**Questions:**
1. In the Dimir Inverter article, what record did the writer finish with at GP Phoenix?
2. From the Dimir Inverter article, please list every deck the writer played before switching to Dimir Inverter.

Since it’s announcement Pioneer has been flooded with wild decks. 

It’s a new format, why not brew? But all of them have been quickly ousted by the format’s premier aggressive decks.

So when Dimir Inverter started picking up popularity while Piotr “Kanister” Glogowski tuned the initial builds, I simply swapped a couple cards around in the Izzet Ensoul sideboard and got back in the queue. But then when I played the matchup again, I found that my answers just weren’t good enough.

Mystical Dispute whiffed against Inverter itself, and was too soft to stop a Thassa’s Oracle. Metallic Rebuke and Disdainful Stroke were too hard to hold up while still exerting enough pressure to kill them before discard spells picked my hand apart. No card I tried was a meaningful improvement over submitting my maindeck again.

I turned to Mono-Red, then Azorius Control, then Spirits. Everywhere the same pattern emerged — the ceiling on the Inverter deck was so high that each matchup was minimum 50/50 and if they were prepared for you, or played well, or drew well you likely didn’t stand a chance. There was just no beating it consistently. I’ve been jamming it ever since, and the deck is both excellent and incredibly rewarding to strong play and a thorough understanding of how to tune it from week to week.

To start with, here’s the list I would recommend:


Since my love affair with this deck started, I’ve managed to have quite a bit of success with it. I Top 4’d the Trios Open in Richmond the weekend the deck took off and then managed a 12-3 finish at GP Phoenix.

**Data supplied:**
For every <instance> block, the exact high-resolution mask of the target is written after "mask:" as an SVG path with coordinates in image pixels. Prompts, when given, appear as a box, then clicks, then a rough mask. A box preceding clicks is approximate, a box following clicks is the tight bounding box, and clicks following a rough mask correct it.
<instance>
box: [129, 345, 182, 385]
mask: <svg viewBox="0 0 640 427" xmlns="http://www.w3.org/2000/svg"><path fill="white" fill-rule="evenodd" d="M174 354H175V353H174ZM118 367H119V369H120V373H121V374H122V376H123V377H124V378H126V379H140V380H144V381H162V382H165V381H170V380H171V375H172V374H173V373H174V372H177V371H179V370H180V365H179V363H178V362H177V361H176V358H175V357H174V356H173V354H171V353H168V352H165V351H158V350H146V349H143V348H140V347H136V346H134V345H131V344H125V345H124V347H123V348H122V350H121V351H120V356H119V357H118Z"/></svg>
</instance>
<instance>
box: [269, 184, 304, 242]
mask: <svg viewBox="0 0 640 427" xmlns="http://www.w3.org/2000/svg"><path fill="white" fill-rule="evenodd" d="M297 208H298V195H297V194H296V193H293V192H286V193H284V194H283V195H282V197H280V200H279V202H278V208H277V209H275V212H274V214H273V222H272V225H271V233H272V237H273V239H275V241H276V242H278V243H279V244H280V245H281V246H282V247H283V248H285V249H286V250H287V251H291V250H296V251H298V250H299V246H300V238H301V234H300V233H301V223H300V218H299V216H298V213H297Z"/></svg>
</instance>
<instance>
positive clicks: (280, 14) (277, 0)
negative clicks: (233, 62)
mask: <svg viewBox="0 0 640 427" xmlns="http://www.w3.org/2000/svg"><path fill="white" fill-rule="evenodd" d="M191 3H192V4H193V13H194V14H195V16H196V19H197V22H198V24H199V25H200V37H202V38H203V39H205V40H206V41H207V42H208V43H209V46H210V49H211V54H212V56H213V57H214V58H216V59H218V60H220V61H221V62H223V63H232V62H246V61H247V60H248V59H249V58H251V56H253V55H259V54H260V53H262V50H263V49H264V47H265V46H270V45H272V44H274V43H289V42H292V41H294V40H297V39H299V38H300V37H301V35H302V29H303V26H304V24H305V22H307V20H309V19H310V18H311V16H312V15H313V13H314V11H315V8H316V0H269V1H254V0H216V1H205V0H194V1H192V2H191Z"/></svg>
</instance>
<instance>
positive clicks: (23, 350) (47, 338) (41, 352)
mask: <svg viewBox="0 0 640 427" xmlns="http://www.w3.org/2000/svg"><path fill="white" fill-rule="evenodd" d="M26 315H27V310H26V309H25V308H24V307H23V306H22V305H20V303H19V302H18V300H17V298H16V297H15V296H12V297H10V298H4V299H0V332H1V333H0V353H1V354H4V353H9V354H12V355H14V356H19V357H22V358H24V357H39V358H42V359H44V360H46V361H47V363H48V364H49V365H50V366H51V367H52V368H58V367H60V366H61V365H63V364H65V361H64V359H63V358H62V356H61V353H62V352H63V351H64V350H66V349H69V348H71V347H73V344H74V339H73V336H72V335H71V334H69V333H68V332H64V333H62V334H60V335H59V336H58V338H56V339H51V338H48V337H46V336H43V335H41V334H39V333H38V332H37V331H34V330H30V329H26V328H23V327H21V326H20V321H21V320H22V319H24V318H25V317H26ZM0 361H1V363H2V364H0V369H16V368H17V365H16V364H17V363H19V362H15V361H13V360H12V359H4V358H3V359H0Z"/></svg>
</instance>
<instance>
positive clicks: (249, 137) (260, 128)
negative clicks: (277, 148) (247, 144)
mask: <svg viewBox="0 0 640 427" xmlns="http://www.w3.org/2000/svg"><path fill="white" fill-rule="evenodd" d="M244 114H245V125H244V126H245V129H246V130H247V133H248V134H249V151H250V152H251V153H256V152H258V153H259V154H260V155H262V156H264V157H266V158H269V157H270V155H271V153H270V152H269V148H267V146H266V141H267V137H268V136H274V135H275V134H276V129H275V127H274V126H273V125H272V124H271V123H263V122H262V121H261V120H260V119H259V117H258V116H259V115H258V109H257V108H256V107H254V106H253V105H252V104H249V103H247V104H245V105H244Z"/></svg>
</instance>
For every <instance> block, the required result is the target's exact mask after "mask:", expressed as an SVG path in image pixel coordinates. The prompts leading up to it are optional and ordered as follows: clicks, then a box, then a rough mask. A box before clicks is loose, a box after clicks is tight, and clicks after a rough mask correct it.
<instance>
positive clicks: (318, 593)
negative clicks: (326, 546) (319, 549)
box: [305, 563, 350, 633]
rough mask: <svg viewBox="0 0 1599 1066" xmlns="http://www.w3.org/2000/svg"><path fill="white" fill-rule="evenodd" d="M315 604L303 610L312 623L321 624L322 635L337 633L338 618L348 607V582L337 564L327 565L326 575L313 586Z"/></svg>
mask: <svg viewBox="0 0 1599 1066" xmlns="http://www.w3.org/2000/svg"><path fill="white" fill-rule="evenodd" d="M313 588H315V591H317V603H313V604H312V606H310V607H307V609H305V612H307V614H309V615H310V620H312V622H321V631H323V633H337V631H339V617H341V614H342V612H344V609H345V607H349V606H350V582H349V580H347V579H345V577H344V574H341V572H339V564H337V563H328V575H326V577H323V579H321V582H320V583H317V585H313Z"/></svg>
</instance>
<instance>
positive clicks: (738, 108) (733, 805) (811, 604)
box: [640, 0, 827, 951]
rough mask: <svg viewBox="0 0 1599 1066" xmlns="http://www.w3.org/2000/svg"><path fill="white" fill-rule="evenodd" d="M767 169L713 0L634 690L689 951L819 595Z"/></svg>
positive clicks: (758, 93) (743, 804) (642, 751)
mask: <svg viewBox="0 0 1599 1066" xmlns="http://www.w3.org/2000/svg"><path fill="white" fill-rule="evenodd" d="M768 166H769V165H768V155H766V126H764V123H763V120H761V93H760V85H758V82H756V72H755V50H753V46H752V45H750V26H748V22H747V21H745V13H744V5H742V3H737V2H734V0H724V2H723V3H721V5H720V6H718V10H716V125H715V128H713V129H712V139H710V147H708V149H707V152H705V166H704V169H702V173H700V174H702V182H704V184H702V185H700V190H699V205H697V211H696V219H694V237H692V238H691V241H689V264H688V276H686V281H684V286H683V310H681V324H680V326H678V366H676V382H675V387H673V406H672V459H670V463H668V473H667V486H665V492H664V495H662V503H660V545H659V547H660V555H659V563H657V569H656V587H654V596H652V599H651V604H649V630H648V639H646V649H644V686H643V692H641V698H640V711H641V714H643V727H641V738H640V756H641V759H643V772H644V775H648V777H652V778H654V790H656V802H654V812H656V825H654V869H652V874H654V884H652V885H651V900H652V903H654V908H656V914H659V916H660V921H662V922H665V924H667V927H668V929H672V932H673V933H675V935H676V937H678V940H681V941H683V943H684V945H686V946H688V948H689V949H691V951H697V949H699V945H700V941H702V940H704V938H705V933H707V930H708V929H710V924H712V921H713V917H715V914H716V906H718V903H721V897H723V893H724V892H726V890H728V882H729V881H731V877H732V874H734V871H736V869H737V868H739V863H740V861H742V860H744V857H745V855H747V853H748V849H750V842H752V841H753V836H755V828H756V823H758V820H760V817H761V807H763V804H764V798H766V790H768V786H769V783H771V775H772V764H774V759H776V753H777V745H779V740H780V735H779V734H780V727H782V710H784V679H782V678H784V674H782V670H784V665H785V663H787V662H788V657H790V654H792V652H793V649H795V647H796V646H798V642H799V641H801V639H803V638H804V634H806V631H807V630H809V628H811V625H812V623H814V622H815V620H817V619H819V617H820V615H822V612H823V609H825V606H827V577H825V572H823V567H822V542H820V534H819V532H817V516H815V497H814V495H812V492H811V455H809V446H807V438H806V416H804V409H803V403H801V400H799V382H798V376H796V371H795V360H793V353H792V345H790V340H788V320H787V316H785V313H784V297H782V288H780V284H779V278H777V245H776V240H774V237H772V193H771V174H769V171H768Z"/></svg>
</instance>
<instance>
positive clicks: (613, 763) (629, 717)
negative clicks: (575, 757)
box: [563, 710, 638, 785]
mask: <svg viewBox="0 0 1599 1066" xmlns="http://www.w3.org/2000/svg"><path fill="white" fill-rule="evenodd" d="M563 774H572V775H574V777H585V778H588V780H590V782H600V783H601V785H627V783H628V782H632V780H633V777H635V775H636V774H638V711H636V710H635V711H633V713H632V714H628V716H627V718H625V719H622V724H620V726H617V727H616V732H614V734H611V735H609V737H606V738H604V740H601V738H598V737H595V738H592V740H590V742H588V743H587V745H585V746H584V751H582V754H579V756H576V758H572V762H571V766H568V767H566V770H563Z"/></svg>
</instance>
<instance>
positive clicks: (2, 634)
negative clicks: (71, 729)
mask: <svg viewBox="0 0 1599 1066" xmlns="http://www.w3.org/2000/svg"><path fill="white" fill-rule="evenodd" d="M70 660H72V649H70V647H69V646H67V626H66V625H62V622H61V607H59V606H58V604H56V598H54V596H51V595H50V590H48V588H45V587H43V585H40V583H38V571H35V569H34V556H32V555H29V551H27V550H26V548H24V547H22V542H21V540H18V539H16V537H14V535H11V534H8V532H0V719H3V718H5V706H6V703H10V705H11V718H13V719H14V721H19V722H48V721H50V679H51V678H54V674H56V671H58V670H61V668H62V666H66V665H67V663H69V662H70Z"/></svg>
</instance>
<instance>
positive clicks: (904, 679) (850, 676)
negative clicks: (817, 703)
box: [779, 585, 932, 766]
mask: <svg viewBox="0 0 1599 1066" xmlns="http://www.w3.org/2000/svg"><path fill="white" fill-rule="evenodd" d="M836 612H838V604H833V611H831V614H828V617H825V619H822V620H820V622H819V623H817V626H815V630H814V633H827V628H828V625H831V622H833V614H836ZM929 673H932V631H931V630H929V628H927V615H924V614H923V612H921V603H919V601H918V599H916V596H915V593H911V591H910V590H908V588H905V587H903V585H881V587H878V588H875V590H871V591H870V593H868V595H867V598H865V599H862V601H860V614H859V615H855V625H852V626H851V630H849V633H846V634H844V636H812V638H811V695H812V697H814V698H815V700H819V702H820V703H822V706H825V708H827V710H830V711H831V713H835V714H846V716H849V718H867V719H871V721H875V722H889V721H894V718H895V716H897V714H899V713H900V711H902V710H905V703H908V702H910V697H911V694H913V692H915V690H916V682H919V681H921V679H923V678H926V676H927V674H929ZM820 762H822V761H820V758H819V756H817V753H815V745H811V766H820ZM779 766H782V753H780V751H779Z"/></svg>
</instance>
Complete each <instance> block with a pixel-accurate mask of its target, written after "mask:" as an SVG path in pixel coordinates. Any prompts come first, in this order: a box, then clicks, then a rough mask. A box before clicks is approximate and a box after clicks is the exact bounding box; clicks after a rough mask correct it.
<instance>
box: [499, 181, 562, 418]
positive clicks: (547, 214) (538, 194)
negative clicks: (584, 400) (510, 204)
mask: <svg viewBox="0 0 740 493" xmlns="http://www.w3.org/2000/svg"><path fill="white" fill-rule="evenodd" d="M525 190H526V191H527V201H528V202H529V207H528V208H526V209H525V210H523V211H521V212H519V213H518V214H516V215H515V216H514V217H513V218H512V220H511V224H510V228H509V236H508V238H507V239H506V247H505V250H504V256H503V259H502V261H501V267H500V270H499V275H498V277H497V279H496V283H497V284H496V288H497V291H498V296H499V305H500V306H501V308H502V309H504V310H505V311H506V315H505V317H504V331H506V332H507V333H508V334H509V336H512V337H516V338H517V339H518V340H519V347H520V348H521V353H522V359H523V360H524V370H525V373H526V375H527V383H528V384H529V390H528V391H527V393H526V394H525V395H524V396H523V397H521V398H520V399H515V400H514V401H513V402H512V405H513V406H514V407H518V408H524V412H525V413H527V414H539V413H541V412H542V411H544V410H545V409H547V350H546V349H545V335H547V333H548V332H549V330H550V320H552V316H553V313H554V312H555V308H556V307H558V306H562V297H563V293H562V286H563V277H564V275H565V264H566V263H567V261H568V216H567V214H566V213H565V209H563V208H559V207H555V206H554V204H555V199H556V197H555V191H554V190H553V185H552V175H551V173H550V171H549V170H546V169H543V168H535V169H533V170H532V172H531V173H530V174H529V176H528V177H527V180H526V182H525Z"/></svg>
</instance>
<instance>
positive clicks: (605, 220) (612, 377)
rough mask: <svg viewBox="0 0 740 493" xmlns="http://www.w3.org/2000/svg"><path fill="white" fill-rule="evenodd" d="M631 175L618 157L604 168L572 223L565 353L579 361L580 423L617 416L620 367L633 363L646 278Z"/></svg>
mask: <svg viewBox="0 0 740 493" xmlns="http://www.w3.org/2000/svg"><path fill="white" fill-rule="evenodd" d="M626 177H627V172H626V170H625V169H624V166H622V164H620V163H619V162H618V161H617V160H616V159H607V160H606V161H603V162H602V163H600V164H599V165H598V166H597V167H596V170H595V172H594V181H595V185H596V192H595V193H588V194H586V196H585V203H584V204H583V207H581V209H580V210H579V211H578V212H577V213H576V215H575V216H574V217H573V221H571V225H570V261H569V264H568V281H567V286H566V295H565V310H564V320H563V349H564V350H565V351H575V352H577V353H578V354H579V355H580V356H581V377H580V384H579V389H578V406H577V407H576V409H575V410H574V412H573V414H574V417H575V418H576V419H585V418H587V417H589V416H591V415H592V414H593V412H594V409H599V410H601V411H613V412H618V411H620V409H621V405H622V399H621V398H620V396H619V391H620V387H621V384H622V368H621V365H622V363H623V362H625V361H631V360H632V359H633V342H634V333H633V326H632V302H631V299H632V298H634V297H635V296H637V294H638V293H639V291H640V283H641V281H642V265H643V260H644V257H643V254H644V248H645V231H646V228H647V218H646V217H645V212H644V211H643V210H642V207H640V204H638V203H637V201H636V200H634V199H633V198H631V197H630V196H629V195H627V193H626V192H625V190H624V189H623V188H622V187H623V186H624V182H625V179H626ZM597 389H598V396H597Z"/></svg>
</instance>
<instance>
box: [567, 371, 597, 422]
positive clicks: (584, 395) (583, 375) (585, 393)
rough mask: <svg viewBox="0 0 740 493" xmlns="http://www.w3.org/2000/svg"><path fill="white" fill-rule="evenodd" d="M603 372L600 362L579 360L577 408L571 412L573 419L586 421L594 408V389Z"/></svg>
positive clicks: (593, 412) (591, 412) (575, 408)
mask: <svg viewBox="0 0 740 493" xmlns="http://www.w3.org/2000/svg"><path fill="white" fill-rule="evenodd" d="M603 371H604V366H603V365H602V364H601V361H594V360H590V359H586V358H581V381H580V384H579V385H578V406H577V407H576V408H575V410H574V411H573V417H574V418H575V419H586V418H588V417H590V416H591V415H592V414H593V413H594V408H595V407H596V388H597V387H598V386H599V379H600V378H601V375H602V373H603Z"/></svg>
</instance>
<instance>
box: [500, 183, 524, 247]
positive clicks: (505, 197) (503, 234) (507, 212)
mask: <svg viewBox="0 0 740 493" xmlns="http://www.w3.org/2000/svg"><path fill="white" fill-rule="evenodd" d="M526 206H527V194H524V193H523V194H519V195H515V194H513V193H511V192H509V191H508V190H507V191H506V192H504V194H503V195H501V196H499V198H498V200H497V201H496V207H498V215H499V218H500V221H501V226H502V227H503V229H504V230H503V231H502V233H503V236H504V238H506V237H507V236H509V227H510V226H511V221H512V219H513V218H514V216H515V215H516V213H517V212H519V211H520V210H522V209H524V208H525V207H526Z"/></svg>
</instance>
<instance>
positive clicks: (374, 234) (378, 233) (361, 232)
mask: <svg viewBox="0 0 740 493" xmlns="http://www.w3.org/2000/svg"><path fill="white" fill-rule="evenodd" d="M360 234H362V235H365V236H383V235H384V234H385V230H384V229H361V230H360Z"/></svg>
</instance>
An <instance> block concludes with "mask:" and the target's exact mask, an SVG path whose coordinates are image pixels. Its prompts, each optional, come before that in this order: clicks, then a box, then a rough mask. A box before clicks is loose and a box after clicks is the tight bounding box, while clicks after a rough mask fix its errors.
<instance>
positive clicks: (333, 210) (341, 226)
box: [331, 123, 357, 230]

**Answers provided:**
1. 12-3

2. Izzet Ensoul, Mono-Red, Azorius Control, Spirits